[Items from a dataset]

[Start of Attachment]

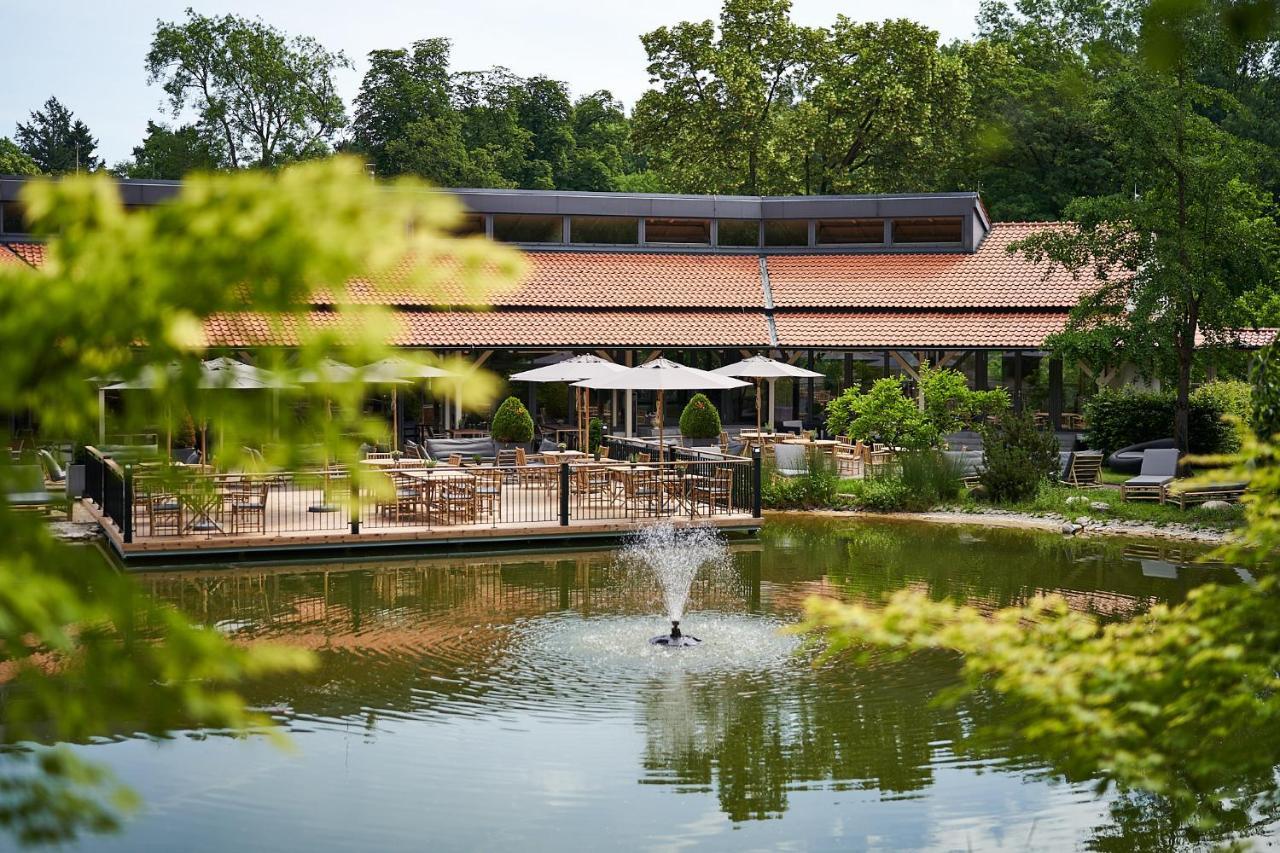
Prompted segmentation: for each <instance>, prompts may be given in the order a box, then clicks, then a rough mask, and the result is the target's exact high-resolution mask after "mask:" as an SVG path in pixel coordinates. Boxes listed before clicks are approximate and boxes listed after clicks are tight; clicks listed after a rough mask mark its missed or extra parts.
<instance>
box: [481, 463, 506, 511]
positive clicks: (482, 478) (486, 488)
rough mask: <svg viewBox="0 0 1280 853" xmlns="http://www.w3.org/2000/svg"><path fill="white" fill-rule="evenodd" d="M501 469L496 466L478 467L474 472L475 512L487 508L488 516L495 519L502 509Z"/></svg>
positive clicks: (502, 472) (481, 510)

[End of Attachment]

→ Task prompt
Format the lines of the items above as a Markdown table with the columns "Row" and "Text", giving each line its row number and omitting blank lines. Leave the pictures out.

→ Response box
| Row | Text |
|---|---|
| 1 | Prompted segmentation: for each <instance>, prompts may be given in the order a box, then clicks, then a rough mask, and the result is the target's exact high-resolution mask after "mask:" as an SVG path in pixel coordinates. Boxes listed before clicks are approximate and boxes listed after clicks are tight; clicks listed after a rough mask mark its missed or extra parts. |
| 2 | <instance> |
| 3 | box: [481, 463, 506, 511] |
| 4 | positive clicks: (482, 478) (486, 488) |
| 5 | rough mask: <svg viewBox="0 0 1280 853" xmlns="http://www.w3.org/2000/svg"><path fill="white" fill-rule="evenodd" d="M501 469L496 466L478 467L474 472L475 512L487 508L488 516L495 519L502 509Z"/></svg> |
| 6 | positive clicks: (502, 472) (481, 510) |